* **Information provided**
----

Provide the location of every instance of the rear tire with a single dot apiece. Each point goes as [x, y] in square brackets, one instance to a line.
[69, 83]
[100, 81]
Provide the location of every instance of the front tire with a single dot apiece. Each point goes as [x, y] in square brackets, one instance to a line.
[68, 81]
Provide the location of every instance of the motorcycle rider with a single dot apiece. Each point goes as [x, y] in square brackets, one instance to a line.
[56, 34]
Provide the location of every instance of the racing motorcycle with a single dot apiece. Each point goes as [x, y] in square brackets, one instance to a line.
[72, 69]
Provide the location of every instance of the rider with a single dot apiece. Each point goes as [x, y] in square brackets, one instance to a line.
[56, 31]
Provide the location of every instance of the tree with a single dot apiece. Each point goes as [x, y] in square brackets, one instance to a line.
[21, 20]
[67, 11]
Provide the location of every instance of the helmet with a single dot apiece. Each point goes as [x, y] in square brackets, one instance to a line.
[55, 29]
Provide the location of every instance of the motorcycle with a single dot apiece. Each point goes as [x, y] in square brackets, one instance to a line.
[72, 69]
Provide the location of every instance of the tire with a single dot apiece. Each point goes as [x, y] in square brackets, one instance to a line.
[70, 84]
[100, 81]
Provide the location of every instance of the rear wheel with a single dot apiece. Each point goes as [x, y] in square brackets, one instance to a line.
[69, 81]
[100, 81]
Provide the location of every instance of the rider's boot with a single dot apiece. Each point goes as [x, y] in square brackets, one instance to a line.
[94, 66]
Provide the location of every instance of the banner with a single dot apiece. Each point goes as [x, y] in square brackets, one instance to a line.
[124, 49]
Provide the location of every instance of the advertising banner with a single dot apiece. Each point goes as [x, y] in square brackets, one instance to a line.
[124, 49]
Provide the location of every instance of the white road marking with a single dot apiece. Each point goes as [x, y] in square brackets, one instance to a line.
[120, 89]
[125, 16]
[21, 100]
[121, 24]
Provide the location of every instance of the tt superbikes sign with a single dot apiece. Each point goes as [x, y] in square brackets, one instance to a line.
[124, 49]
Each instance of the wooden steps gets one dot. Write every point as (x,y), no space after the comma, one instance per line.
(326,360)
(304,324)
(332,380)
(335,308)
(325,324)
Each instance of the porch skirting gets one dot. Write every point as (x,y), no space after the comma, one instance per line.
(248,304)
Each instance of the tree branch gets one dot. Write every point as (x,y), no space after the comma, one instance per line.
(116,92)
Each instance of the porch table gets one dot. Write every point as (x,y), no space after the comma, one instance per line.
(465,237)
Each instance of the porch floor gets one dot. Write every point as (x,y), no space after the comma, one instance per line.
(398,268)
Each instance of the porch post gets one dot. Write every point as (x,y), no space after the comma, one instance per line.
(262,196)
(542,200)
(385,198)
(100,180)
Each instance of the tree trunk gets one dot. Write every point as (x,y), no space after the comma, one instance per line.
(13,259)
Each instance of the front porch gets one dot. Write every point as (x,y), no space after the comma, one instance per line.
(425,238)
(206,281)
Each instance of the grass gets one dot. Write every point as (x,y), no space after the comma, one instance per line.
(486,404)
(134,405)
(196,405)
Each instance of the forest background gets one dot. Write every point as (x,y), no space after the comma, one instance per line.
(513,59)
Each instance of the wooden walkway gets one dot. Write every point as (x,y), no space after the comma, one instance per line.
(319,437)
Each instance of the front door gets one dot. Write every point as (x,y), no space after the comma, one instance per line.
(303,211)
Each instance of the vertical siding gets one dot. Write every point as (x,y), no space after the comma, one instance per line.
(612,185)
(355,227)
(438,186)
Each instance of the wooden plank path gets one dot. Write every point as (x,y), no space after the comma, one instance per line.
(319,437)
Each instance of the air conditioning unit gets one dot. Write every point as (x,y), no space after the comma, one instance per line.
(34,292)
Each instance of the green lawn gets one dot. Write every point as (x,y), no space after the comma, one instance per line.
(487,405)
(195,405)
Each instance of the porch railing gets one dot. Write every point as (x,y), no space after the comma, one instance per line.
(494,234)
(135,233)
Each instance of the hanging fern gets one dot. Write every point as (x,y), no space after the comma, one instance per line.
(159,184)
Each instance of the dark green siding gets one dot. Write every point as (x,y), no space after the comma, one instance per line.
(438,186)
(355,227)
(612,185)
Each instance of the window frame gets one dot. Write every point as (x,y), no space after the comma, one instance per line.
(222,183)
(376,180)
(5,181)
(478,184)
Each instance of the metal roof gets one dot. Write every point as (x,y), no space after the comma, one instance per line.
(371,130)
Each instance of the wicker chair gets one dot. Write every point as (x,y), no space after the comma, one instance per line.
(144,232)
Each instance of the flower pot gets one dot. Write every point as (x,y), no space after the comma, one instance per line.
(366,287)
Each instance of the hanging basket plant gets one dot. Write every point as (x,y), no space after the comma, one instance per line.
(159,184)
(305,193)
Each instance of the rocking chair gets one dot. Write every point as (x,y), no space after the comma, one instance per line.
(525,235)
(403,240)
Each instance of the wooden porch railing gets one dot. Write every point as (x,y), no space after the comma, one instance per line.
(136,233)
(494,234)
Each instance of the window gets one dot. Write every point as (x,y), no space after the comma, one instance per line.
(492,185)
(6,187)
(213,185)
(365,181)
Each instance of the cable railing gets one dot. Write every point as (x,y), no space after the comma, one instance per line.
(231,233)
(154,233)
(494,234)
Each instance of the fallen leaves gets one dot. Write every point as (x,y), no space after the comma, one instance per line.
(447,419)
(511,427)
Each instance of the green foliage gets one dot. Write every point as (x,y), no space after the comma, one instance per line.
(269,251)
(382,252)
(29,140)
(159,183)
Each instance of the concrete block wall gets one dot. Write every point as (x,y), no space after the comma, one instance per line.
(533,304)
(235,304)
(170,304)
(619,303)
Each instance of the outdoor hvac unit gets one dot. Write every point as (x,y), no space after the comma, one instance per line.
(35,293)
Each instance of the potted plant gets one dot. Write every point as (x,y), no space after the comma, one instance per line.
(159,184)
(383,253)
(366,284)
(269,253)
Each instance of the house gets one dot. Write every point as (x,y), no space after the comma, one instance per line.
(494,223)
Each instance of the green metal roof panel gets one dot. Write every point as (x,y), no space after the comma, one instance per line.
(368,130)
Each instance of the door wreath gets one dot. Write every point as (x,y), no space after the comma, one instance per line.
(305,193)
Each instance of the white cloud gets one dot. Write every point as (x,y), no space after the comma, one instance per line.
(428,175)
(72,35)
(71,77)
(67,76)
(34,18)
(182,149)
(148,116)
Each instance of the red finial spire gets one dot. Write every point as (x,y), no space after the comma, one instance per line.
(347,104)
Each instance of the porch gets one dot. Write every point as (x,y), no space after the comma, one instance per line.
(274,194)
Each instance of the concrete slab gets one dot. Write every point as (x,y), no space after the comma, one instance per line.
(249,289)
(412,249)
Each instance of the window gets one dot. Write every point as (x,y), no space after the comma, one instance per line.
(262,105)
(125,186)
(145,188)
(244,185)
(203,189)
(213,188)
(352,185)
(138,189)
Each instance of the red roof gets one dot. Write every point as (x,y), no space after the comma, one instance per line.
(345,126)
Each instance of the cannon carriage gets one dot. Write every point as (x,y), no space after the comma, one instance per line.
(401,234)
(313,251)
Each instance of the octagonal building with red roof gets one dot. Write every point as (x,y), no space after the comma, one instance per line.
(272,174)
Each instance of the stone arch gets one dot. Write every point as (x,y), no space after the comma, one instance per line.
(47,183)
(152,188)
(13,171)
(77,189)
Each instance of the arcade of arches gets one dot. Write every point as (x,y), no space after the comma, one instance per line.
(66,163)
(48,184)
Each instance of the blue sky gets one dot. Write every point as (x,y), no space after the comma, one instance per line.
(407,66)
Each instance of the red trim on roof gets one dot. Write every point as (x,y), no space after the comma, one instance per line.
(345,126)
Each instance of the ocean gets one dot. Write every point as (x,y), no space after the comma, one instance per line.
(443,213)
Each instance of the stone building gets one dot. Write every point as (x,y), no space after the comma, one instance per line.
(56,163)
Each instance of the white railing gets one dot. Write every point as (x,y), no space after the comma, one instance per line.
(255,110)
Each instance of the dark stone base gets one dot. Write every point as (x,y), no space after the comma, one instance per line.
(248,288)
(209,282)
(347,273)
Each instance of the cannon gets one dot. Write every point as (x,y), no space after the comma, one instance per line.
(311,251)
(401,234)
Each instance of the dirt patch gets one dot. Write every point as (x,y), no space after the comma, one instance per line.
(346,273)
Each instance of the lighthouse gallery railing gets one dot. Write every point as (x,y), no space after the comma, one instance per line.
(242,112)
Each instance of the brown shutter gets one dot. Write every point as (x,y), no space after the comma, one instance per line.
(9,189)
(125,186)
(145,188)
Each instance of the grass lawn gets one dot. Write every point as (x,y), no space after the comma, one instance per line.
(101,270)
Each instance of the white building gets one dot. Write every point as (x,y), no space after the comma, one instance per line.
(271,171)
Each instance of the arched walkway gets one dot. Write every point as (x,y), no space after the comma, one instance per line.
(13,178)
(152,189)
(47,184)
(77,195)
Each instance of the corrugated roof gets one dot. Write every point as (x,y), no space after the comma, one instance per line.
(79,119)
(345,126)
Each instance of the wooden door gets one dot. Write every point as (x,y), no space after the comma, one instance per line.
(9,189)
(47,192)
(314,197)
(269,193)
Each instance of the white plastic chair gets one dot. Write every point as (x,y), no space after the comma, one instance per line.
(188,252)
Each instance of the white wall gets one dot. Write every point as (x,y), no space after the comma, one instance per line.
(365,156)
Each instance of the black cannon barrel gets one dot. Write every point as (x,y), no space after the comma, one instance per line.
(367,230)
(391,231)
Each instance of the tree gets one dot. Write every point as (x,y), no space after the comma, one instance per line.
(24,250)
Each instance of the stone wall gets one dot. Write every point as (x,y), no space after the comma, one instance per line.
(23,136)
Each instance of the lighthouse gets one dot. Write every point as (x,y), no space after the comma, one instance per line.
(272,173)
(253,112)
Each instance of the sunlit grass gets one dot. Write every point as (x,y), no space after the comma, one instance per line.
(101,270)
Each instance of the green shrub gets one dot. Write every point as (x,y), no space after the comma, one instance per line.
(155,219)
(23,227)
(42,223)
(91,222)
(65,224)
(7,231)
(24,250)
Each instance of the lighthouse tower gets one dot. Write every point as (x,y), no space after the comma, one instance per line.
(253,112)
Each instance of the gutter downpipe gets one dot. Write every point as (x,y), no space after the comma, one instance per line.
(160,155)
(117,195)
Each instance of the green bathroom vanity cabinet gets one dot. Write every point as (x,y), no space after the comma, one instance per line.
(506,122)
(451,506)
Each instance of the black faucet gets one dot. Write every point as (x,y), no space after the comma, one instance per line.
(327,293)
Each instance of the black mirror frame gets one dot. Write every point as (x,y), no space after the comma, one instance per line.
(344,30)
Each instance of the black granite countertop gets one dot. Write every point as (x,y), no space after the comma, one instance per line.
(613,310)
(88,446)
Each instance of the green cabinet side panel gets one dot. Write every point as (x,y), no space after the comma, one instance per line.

----

* **Task requirements**
Set down, exactly and in full, the lines from the one containing "Each instance of the green shrub" through the end of the entries; no other line belongs.

* **Output of the task**
Each instance of the green shrub gets one dot. Write every point as (x,y), no space after the comma, one instance per line.
(155,219)
(23,227)
(42,223)
(91,222)
(65,224)
(7,231)
(24,250)
Each instance of the lighthouse tower gets one dot. Write every point as (x,y), no space after the comma, one instance per line.
(253,112)
Each instance of the gutter downpipe gets one dot. Write every point as (x,y), no space after the comma, one instance per line.
(160,155)
(117,195)
Each instance of the green bathroom vanity cabinet gets one dot. Write every point as (x,y), no space after the comma, one instance per line.
(506,122)
(451,506)
Each instance of the black faucet gets one dot. Write every point as (x,y), no space after the comma, one instance per line.
(327,293)
Each instance of the black mirror frame gets one dot. Write every point as (x,y), no space after the comma, one instance per line.
(344,30)
Each instance of the black granite countertop gets one dot. Write every point as (x,y), no space after the comma, one instance per line.
(613,310)
(88,446)
Each instance of the green cabinet side panel gets one dot. Write every point as (x,y), no space after the comma, one instance per line.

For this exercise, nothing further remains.